Document section:
"""

Search code examples
pythonnlptraining-datapos-tagger

Create a code in python to get the most frequent tag and value pair from a list


I have a .txt file with 3 columns: word position, word and tag (NN, VB, JJ, etc.).

Example of txt file:

1   i   PRP

2   want    VBP

3   to  TO

4   go  VB

I want to find the frequency of the word and tag as a pair in the list in order to find the most frequently assigned tag to a word. Example of Results: 3 (food, NN), 2 (Brave, ADJ)

My idea is to start by opening the file from the folder, read the file line by line and split, set a counter using dictionary and print with the most common to uncommon in descending order.

My code is extremely rough (I'm almost embarrassed to post it):

file=open("/Users/Desktop/Folder1/trained.txt")
wordcount={}
for word in file.read().split():
    from collections import Counter
    c = Counter()
    for d in dicts.values():
        c += Counter(d)

print(c.most_common())

file.close()

Obviously, i'm getting no results. Anything will help. Thanks.

UPDATE:

so i got this code posted on here which worked, but my results are kinda funky. here's the code (the author removed it so i don't know who to credit):

file=open("/Users/Desktop/Folder1/trained.txt").read().split('\n')

d = {}
for i in file:
    if i[1:] in d.keys():
        d[i[1:]] += 1
    else:
        d[i[1:]] = 1

print (sorted(d.items(), key=lambda x: x[1], reverse=True))

here are my results:

[('', 15866), ('\t.\t.', 9479), ('\ti\tPRP', 7234), ('\tto\tTO', 4329), ('\tlike\tVB', 2533), ('\tabout\tIN', 2518), ('\tthe\tDT', 2389), ('\tfood\tNN', 2092), ('\ta\tDT', 2053), ('\tme\tPRP', 1870), ('\twant\tVBP', 1713), ('\twould\tMD', 1507), ('0\t.\t.', 1427), ('\teat\tVB', 1390), ('\trestaurant\tNN', 1371), ('\tuh\tUH', 1356), ('1\t.\t.', 1265), ('\ton\tIN', 1237), ("\t'd\tMD", 1221), ('\tyou\tPRP', 1145), ('\thave\tVB', 1127), ('\tis\tVBZ', 1098), ('\ttell\tVB', 1030), ('\tfor\tIN', 987), ('\tdollars\tNNS', 959), ('\tdo\tVBP', 956), ('\tgo\tVB', 931), ('2\t.\t.', 912), ('\trestaurants\tNNS', 899),

there seem to be a mix of good results with words and other results with space or random numbers, anyone know a way to remove what aren't real words? also, i know \t is supposed to signify a tab, is there a way to remove that as well? you guys really helped a lot


Solution

  • You need to have a separate collections.Counter for each word. This code uses defaultdict to create a dictionary of counters, without checking every word to see if it is known.

    from collections import Counter, defaultdict
    
    counts = defaultdict(Counter)
    for row in file:           # read one line into `row`
        if not row.strip():
            continue           # ignore empty lines
        pos, word, tag = row.split()
        counts[word.lower()][tag] += 1
    

    That's it, you can now check the most common tag of any word:

    print(counts["food"].most_common(1))
    # Prints [("NN", 3)] or whatever

"""

According to the forum thread above, what three columns does the .txt file contain?

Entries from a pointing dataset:
"""

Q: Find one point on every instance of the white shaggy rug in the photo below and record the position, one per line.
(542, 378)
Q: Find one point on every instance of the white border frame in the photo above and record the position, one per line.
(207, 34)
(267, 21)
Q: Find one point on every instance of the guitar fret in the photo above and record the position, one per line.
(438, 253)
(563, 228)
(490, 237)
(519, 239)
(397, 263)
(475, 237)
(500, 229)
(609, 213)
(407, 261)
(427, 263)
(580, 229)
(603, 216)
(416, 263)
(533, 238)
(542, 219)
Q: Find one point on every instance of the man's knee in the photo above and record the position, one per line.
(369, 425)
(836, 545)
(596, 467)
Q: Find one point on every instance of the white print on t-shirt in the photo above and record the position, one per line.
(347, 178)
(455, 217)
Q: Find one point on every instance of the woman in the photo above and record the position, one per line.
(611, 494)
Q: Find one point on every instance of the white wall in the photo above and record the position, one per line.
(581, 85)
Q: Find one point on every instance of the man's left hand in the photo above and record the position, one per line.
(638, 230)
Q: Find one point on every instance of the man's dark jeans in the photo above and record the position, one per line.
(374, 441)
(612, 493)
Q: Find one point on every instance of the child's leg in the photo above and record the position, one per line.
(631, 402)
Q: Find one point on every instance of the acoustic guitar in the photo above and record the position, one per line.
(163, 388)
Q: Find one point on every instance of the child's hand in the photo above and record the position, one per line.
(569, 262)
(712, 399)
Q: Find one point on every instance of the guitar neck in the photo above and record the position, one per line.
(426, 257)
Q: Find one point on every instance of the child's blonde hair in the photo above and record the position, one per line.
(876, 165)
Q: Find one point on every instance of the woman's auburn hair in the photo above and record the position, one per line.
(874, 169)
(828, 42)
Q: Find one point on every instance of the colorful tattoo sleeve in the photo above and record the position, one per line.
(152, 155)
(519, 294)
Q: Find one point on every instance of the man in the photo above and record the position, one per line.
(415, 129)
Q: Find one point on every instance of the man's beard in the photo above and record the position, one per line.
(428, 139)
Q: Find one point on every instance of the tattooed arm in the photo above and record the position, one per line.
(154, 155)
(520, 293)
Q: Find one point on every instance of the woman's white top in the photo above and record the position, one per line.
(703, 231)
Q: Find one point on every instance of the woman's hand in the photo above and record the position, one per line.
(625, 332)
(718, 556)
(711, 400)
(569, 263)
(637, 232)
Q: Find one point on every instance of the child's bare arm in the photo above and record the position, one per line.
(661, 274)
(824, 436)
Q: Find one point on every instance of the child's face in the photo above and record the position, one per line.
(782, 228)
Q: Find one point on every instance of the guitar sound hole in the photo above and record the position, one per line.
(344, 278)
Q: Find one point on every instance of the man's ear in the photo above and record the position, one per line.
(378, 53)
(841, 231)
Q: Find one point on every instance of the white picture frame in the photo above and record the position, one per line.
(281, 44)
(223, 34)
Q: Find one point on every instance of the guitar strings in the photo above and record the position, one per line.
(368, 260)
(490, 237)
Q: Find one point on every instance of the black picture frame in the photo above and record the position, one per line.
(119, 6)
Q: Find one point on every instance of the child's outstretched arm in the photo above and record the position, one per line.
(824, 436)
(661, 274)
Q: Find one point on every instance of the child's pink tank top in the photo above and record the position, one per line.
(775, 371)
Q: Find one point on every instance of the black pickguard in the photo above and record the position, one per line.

"""

Answer to the problem: Word position, word, and tag.